(RECORDS begins)

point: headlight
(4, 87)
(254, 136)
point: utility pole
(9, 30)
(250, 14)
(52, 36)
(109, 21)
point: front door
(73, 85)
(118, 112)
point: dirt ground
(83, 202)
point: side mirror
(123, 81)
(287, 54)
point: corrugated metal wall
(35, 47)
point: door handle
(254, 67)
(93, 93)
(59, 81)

(RECORDS ends)

- [EXERCISE DETAILS] Could you print exactly the lines from the one containing "point: utility pole" through the last line of the records above?

- [ANSWER AREA]
point: utility pole
(9, 30)
(250, 14)
(52, 36)
(109, 21)
point: front door
(73, 85)
(118, 112)
point: dirt ground
(83, 202)
point: side mirror
(123, 81)
(287, 54)
point: corrugated metal wall
(35, 47)
point: door handle
(254, 67)
(93, 93)
(59, 81)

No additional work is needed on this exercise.